What to do
Rewrite the data below, changing every "in this photo" to "in this image" and keeping everything else the same. Leave the pictures out of your answer.
_____
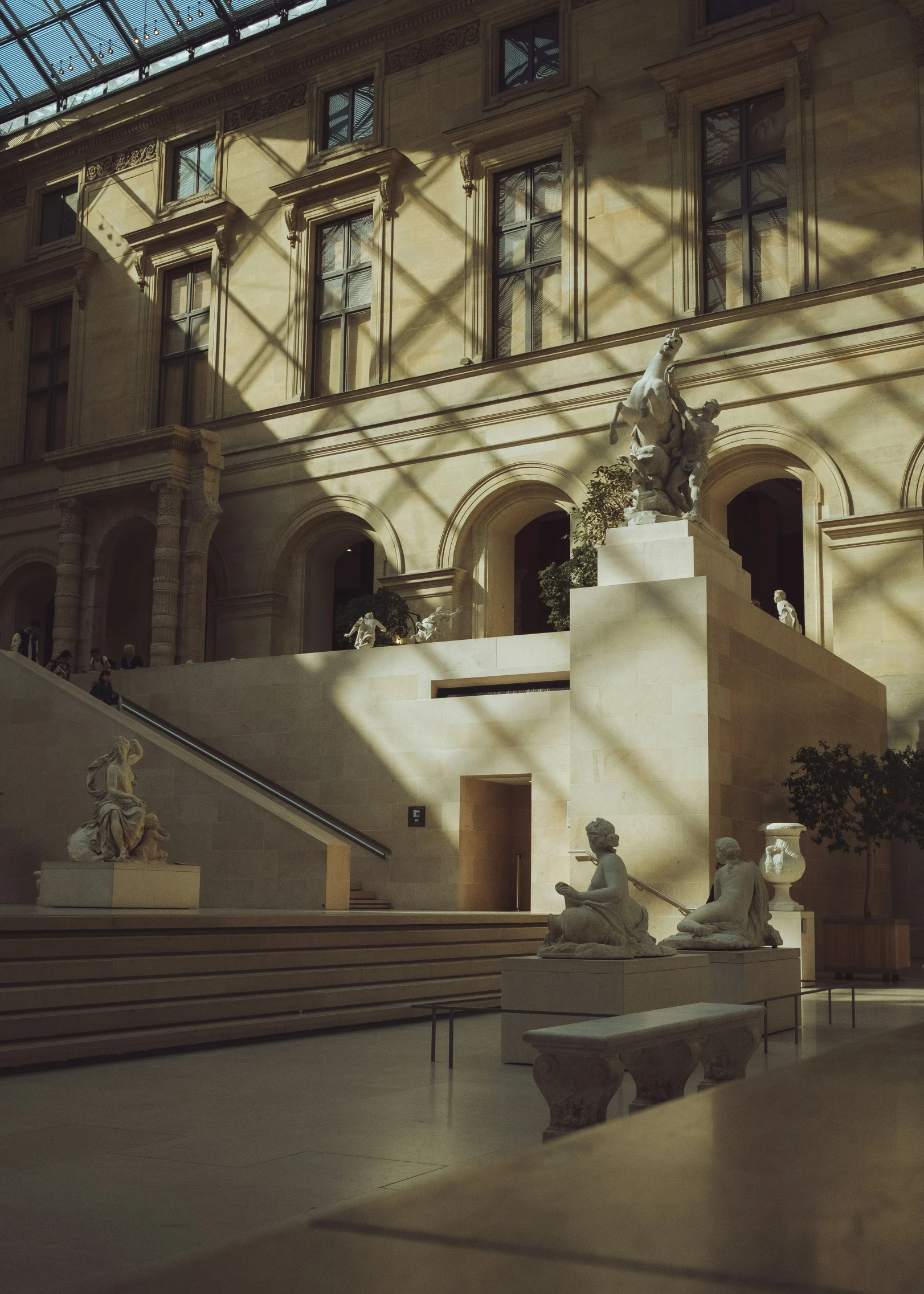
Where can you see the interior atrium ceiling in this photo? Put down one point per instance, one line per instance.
(60, 54)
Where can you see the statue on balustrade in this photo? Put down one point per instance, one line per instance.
(603, 922)
(739, 914)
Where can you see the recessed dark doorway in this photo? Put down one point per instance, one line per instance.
(765, 528)
(536, 546)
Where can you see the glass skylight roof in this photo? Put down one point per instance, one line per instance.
(59, 54)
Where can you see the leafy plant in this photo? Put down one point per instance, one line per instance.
(603, 509)
(853, 803)
(389, 607)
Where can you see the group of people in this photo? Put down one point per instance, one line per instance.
(26, 643)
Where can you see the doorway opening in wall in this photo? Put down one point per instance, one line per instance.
(354, 575)
(765, 528)
(130, 590)
(537, 545)
(494, 844)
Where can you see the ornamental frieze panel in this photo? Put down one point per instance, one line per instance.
(432, 47)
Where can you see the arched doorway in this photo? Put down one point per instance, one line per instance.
(130, 589)
(765, 528)
(539, 544)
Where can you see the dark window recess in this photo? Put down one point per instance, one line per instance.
(530, 52)
(59, 214)
(528, 259)
(344, 293)
(745, 203)
(349, 114)
(184, 345)
(193, 168)
(48, 365)
(553, 685)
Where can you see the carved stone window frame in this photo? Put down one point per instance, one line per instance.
(202, 233)
(509, 15)
(338, 188)
(694, 84)
(542, 128)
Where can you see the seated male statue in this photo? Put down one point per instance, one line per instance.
(739, 914)
(603, 922)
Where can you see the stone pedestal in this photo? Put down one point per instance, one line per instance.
(752, 976)
(537, 993)
(118, 884)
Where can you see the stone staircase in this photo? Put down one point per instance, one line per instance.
(79, 985)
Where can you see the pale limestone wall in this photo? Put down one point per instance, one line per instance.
(361, 736)
(250, 856)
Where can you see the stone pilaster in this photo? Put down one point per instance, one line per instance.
(166, 574)
(69, 570)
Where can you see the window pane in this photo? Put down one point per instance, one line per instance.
(360, 240)
(206, 165)
(64, 324)
(198, 381)
(36, 423)
(43, 326)
(516, 58)
(363, 111)
(512, 249)
(722, 137)
(766, 125)
(512, 316)
(202, 289)
(548, 241)
(332, 249)
(337, 118)
(769, 256)
(360, 289)
(545, 54)
(768, 183)
(512, 198)
(724, 285)
(546, 307)
(171, 391)
(359, 350)
(548, 188)
(722, 193)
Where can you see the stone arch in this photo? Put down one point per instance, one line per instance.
(299, 567)
(479, 536)
(746, 456)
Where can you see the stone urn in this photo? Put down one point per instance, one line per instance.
(782, 863)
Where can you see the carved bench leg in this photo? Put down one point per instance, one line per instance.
(726, 1054)
(578, 1087)
(660, 1071)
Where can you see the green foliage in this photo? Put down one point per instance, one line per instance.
(389, 607)
(856, 801)
(605, 509)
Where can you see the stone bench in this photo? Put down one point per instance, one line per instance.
(580, 1067)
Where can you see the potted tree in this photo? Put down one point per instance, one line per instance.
(853, 803)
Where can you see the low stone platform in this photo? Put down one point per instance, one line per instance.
(118, 884)
(537, 993)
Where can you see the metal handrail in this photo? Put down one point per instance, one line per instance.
(271, 789)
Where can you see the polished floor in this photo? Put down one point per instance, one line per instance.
(111, 1169)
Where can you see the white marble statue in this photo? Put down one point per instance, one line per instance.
(121, 826)
(738, 915)
(603, 922)
(427, 631)
(786, 611)
(365, 631)
(669, 443)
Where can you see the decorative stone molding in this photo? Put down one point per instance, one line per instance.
(260, 109)
(116, 162)
(432, 47)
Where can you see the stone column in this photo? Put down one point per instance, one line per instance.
(68, 588)
(166, 574)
_____
Exercise solution
Where can you see the interior atrium ceiling in this image? Put down one point per instance, one line per instance.
(60, 54)
Where can you see the statue on balustrade in this image? Put down one point per instance, one line per instance.
(603, 922)
(739, 914)
Where can you see the recessed dark doorway in this image? Put down one point per instance, one line per instance.
(765, 528)
(536, 546)
Where can you see the glass skylight roof in this image? Put down one point per instance, one line per instance.
(59, 54)
Where can you see the leafy plant in this image? Put down one point per instance, one line per instance.
(603, 509)
(853, 803)
(389, 607)
Where can you see the group of people in this image? Put down one point per instance, one line per instance.
(26, 643)
Where can you see the doorway opening in wall in this image? Put down one point per instance, one line per instance.
(354, 575)
(765, 528)
(130, 590)
(537, 545)
(494, 844)
Where can you see the ornamental frieze panel in this image? Put down one point per instance, one line per instance.
(432, 47)
Where can you see the arched doorway in this image? Put down one point per instance, one line per instance.
(130, 589)
(765, 528)
(539, 544)
Where can you see the dark window recess in this image? Put down one point per instance, one line per instance.
(530, 52)
(59, 214)
(528, 259)
(344, 293)
(745, 203)
(349, 114)
(184, 345)
(193, 168)
(48, 365)
(553, 685)
Where can you see the carved stone window frame in this image? Put down one point per instance, one line per instance.
(202, 233)
(509, 15)
(338, 188)
(694, 84)
(542, 128)
Where can you see the seated male statue in this image? Put down one point per instance, one line per instance.
(739, 914)
(603, 922)
Where can you see the stone pedestal in this image? Put down one point per instance, one line per instance.
(752, 976)
(537, 993)
(118, 884)
Where can you see the stone staircase in this image? Put down one point per instance, one line per instance.
(79, 985)
Where can you see the pale limestone wall in this image? Put down one point per instance, one line per instance.
(361, 736)
(250, 856)
Where can you see the stone pilaster in this image? Put down one point per instance, one line per instance.
(166, 574)
(69, 570)
Where can you see the window pane in this image? Put down one point per instance, one line per instance.
(360, 240)
(206, 165)
(64, 324)
(198, 381)
(36, 423)
(43, 326)
(516, 58)
(363, 111)
(512, 249)
(722, 137)
(766, 125)
(512, 316)
(202, 289)
(548, 241)
(332, 249)
(337, 118)
(769, 256)
(360, 289)
(545, 54)
(768, 183)
(512, 198)
(724, 285)
(546, 307)
(171, 391)
(359, 350)
(548, 188)
(722, 193)
Where can you see the stone arch in this image? Put down one point per instance, one line per instance.
(299, 567)
(479, 536)
(746, 456)
Where can you see the stone urn in this image? Put down one point per instance, one line per instance.
(782, 863)
Where can you see the carved bench leg in this image? Put down one point per instance, one line per instance.
(726, 1054)
(578, 1087)
(660, 1071)
Where can you see the green foliage in this image? Put down one point per instance, one line per instance.
(389, 607)
(856, 801)
(605, 509)
Where can you see the stone bench in this image? Put down one point per instance, one line per instance.
(580, 1067)
Where can you see the potted tree in this image? Put down one point per instance, one line per instance.
(853, 803)
Where can you see the low stone platform in this image? Put down one point per instance, one line per instance.
(118, 884)
(537, 993)
Where can you see the metal handrail in this image? Put down one point per instance, one line per instance.
(271, 789)
Where can you see the polished floor in this image? Put down one point per instance, one line per instance.
(111, 1169)
Where can you see the white marble statue in this image? Put down one point per instance, one line per instance.
(121, 826)
(738, 915)
(603, 922)
(427, 631)
(786, 611)
(365, 631)
(669, 443)
Where can you see the decorative stone molding in this image? Put down one point per instance, one line per instance.
(260, 109)
(116, 162)
(432, 47)
Where can you see the stone column in this image? Put down one point per instance, one line per instance.
(68, 588)
(166, 574)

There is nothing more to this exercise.